*Items from a data source:*
⁂
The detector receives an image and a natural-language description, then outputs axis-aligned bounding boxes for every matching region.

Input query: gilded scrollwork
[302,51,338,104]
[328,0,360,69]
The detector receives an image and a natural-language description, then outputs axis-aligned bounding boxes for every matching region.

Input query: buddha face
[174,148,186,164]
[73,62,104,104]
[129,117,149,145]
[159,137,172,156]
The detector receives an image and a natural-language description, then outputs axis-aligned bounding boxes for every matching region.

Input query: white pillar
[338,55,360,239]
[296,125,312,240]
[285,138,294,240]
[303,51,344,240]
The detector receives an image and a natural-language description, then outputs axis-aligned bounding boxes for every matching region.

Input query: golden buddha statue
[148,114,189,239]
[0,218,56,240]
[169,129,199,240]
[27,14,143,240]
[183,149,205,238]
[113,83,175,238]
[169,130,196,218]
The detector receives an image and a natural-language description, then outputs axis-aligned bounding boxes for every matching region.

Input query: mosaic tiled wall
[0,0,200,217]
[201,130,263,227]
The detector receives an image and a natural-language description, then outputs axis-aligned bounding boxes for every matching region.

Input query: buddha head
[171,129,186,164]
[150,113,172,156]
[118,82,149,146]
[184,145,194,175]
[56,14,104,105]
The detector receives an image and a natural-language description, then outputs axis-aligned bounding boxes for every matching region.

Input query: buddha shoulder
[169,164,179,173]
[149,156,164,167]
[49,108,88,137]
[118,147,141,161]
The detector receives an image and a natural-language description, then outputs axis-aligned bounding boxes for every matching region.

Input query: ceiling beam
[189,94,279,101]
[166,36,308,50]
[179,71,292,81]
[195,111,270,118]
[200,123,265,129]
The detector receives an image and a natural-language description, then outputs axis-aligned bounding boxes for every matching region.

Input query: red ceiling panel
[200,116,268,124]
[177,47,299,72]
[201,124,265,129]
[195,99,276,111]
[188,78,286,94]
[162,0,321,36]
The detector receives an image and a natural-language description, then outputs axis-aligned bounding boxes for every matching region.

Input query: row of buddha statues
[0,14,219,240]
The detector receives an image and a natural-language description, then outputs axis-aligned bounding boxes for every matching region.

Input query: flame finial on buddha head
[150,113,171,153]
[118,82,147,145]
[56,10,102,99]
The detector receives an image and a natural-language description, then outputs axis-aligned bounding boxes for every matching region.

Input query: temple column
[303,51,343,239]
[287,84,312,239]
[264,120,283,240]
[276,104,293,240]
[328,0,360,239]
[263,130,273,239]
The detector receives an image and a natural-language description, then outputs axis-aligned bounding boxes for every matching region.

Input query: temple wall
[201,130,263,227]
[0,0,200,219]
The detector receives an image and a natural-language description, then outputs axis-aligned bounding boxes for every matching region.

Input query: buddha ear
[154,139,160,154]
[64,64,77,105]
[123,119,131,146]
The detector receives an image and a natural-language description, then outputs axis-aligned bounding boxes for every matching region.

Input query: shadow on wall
⁂
*WHAT IS EXPECTED:*
Extract every line of the records above that contains the word "temple".

*THE SOLUTION:*
Input query: temple column
Input query: temple wall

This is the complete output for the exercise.